▶ _PAGE EXCERPT_:
Public Act 103-0548

Public Act 0548 103RD GENERAL ASSEMBLY

  
  
  

 


 
Public Act 103-0548
 
SB1235 EnrolledLRB103 25499 RPS 51848 b

    AN ACT concerning public employee benefits.
 
    Be it enacted by the People of the State of Illinois,
represented in the General Assembly:
 
    Section 5. The Illinois Pension Code is amended by
changing Sections 15-112, 15-134.1, and 15-198 as follows:
 
    (40 ILCS 5/15-112)  (from Ch. 108 1/2, par. 15-112)
    Sec. 15-112. Final rate of earnings. "Final rate of
earnings":
    (a) This subsection (a) applies only to a Tier 1 member.
    For an employee who is paid on an hourly basis or who
receives an annual salary in installments during 12 months of
each academic year, the average annual earnings during the 48
consecutive calendar month period ending with the last day of
final termination of employment or the 4 consecutive academic
years of service in which the employee's earnings were the
highest, whichever is greater. For any other employee, the
average annual earnings during the 4 consecutive academic
years of service in which his or her earnings were the highest.
For an employee with less than 48 months or 4 consecutive
academic years of service, the average earnings during his or
her entire period of service. The earnings of an employee with
more than 36 months of service under item (a) of Section
15-113.1 prior to the date of becoming a participant are, for
such period, considered equal to the average earnings during
the last 36 months of such service.
    (b) This subsection (b) applies to a Tier 2 member.
    For an employee who is paid on an hourly basis or who
receives an annual salary in installments during 12 months of
each academic year, the average annual earnings obtained by
dividing by 8 the total earnings of the employee during the 96
consecutive months in which the total earnings were the
highest within the last 120 months prior to termination.
    For any other employee, the average annual earnings during
the 8 consecutive academic years within the 10 years prior to
termination in which the employee's earnings were the highest.

▶ _MATERIAL_:
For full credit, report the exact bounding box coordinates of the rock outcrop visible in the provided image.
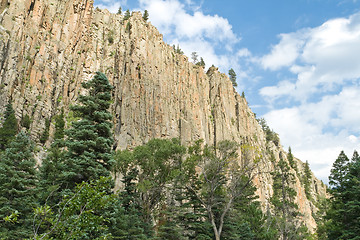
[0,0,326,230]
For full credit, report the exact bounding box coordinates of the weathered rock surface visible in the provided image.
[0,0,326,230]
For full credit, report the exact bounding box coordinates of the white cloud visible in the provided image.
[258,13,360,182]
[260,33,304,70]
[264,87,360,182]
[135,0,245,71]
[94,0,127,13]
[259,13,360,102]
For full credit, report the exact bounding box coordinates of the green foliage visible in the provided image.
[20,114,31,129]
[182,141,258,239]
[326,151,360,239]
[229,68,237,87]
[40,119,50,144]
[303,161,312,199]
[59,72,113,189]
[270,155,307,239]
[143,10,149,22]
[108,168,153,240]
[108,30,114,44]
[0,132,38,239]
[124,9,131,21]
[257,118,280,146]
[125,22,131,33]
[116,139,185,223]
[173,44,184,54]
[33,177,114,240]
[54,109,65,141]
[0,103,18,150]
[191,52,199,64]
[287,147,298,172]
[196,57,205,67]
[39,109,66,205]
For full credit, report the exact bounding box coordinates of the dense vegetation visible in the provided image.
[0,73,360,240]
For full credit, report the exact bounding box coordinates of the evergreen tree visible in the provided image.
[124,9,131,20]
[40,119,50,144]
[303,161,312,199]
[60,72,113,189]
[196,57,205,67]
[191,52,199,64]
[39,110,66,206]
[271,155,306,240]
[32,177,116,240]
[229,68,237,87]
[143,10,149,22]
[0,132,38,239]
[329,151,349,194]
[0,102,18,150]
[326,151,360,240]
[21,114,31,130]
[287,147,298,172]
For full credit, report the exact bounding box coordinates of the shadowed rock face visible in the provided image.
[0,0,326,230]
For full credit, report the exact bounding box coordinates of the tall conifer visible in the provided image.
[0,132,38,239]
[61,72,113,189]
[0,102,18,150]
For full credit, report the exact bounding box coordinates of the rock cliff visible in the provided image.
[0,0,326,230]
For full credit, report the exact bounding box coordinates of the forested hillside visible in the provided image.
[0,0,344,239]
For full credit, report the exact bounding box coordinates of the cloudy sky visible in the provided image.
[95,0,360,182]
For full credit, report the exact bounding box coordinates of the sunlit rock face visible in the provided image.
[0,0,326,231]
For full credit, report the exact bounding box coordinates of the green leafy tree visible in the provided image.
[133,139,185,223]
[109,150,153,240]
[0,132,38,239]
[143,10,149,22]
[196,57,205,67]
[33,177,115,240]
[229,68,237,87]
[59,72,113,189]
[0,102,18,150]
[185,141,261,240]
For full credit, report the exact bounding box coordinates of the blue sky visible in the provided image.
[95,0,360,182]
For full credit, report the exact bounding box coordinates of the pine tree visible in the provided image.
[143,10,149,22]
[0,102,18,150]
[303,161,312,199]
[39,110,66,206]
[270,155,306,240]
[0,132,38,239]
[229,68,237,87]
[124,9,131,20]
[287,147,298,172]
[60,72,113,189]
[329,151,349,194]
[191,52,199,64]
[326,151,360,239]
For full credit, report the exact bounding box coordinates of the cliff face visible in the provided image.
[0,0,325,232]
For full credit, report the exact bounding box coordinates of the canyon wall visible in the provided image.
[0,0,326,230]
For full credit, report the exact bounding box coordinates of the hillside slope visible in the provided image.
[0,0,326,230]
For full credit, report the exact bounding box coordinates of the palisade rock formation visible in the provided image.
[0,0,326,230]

▶ _DIRECTIONS_:
[1] In the listing, scale every bounding box coordinate in the answers by 0.35 and round to whole numbers, with halves rounding up, starting at the line containing "hillside visible in the provided image." and ending at the line containing "[0,0,344,239]". Give only those lines again, with the request line kept unchanged.
[2] Write the next part of the Public Act text on pension earnings, picking up after its last sentence.

▶ _SOLVED PROBLEMS_:
[1]
For full credit, report the exact bounding box coordinates of the forested hillside visible in the provided image.
[0,0,120,84]

[2]
For an employee with less than 96 consecutive months or 8
consecutive academic years of service, whichever is necessary,
the average earnings during his or her entire period of
service.
    (c) For an employee on leave of absence with pay, or on
leave of absence without pay who makes contributions during
such leave, earnings are assumed to be equal to the basic
compensation on the date the leave began.
    (d) For an employee on disability leave, earnings are
assumed to be equal to the basic compensation on the date
disability occurs or the average earnings during the 24 months
immediately preceding the month in which disability occurs,
whichever is greater.
    (e) For a Tier 1 member who retires on or after the
effective date of this amendatory Act of 1997 with at least 20
years of service as a firefighter or police officer under this
Article, the final rate of earnings shall be the annual rate of
earnings received by the participant on his or her last day as
a firefighter or police officer under this Article, if that is
greater than the final rate of earnings as calculated under
the other provisions of this Section.
    (f) If a Tier 1 member is an employee for at least 6 months
during the academic year in which his or her employment is
terminated, the annual final rate of earnings shall be 25% of
the sum of (1) the annual basic compensation for that year, and
(2) the amount earned during the 36 months immediately
preceding that year, if this is greater than the final rate of
earnings as calculated under the other provisions of this
Section.
    (g) In the determination of the final rate of earnings for
an employee, that part of an employee's earnings for any
academic year beginning after June 30, 1997, which exceeds the
employee's earnings with that employer for the preceding year
by more than 20 percent shall be excluded; in the event that an
employee has more than one employer this limitation shall be
calculated separately for the earnings with each employer. In
making such calculation, only the basic compensation of
employees shall be considered, without regard to vacation or
overtime or to contracts for summer employment. Beginning
September 1, 2024, this subsection (g) also applies to an
employee who has been employed at 1/2 time or less for 3 or
more years.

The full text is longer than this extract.